### SET PROBLEM 1
Count how many lines of the listing below contain the string "rowing", with case counting. Give only the number.

### DOCUMENT PASSAGE
------------
As an initial matter, the three-year statute of limitations applicable to this action bars any aiding and abetting claim prior to November 28, 2013. The gravamen of the complaint is for breach of contract and various financial torts. "[W]here an allegation of fraud is not essential to the cause of action pleaded except as an answer to an anticipated defense of [the] Statute of Limitations, courts look for the reality, and the essence of the action and not its mere name" (Kaufman, 307 AD2d at 119 [internal quotation marks and citation omitted]). As the essence of this action is only for money damages, the three-year statute of limitations applies.

Kaplan and Rice allege six separate breaches of Arkin's fiduciary duty: (i) Arkin's withdrawal of roughly $500,000 from the partnership account in November 2012 to pay rent; (ii) the two renewals of the letter of credit after the Arkin Kaplan Firm was dissolved, done with the intent to use Kaplan and Rice's partnership funds to pay rent when Landlord drew on the letter of credit; (iii) Arkin's refusal to reimburse the Arkin Kaplan Firm for money used to pay his personal expenses; (iv) the Arkin Kaplan Firm's default on the Sublease, and Arkin's decision to use Kaplan and Rice's partnership assets to make up the shortfall; (v) Arkin's refusal to comply with court orders in the Arkin Kaplan Action; and (vi) Arkin's adoption of litigation positions to benefit himself, to the detriment of the Arkin Kaplan Firm, Kaplan and Rice (Complaint, ¶ 120). Assuming, arguendo, that Kaplan and Rice have adequately alleged that Arkin breached his fiduciary duty to them and damaged them by these actions, they fail to allege that Landlord, Lorber, or Lampen provided substantial assistance. "Substantial assistance occurs when a defendant affirmatively assists, helps conceal or fails to act when required to do so, thereby enabling the breach to occur" (Kaufman, 307 AD2d at 126). "Exercising a contractual right conferred by a contract signed by plaintiff cannot be construed as substantial assistance to a breach of fiduciary duty" (Katan Group LLC v CPC Resources, Inc., 2014 NY Slip Op 30120[U], *7 [Sup Ct, NY County 2014], affd 127 AD3d 550 [2015]; Stanfield Offshore Leveraged Assets, Ltd. v Life Ins. Co., 2008 NY Slip Op 31179[U], *8 [Sup Ct, NY County 2008] ["Defendants correctly point out that demanding and pressuring a debtor for repayment of a bona fide debt does not amount to a corrupt inducement, participation, or substantial assistance necessary to give rise to aider and abettor liability"]).
------------
### RECORDS TO USE
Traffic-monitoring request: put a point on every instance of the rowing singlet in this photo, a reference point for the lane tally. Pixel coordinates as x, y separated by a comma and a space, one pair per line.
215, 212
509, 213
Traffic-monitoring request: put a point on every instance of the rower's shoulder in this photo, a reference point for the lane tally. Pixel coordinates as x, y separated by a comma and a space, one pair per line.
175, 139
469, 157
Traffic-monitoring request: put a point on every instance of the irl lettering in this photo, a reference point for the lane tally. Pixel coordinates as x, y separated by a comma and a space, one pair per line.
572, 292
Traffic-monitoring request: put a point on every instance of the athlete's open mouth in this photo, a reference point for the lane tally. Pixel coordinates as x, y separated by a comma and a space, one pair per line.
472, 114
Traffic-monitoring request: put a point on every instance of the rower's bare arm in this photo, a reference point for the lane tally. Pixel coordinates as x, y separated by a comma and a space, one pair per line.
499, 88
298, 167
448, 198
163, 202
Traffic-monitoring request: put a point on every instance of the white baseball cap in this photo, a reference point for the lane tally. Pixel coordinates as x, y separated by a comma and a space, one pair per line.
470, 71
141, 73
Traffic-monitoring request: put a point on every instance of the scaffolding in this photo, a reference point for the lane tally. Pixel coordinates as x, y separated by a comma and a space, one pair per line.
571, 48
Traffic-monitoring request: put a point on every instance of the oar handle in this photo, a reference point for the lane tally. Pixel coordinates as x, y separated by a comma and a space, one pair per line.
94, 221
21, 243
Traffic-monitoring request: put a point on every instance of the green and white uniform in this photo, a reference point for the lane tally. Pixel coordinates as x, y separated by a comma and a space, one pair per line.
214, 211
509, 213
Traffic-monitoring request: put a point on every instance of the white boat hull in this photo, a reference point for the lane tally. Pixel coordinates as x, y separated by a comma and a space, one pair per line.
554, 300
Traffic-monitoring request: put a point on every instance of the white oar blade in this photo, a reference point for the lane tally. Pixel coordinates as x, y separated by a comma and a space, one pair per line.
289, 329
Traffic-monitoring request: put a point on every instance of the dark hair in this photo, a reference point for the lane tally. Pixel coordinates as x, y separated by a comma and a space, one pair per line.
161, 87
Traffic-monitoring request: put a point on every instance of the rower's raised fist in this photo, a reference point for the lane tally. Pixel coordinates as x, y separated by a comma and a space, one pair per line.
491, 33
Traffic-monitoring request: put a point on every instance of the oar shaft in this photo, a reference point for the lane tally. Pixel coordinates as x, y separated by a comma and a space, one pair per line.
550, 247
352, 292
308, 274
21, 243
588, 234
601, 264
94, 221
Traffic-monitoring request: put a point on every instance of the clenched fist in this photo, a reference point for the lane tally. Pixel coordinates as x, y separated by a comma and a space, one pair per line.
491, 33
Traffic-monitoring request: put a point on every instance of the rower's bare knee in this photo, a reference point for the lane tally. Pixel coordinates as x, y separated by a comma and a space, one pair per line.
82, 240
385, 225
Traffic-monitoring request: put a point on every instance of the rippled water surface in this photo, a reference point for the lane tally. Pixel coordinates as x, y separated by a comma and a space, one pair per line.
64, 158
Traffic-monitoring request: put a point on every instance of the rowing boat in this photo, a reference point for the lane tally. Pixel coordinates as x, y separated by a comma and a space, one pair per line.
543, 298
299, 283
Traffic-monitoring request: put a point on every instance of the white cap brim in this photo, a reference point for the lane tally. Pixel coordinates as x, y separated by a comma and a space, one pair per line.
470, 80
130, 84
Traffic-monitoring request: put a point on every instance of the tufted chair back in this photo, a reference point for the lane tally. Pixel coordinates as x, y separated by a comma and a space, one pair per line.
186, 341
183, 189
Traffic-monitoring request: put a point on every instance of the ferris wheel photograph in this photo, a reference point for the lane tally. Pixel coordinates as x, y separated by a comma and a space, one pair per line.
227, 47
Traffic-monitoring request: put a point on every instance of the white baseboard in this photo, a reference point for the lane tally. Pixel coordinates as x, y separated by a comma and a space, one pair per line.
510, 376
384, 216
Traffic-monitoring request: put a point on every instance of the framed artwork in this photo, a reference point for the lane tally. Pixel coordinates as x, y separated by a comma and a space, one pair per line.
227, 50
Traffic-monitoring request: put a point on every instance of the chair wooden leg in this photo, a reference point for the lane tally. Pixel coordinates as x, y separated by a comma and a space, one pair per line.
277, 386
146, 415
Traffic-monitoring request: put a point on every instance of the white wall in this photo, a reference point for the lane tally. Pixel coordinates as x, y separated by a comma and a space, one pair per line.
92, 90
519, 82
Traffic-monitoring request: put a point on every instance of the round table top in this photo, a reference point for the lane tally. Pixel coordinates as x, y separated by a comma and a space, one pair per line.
------------
### SET PROBLEM 2
Translate this sentence from the court passage above into Spanish: "As the essence of this action is only for money damages, the three-year statute of limitations applies."

### COMPLETE ANSWER 1
2

### COMPLETE ANSWER 2
Dado que la esencia de esta acción es únicamente la obtención de una indemnización por daños y perjuicios, se aplica el plazo de prescripción de tres años.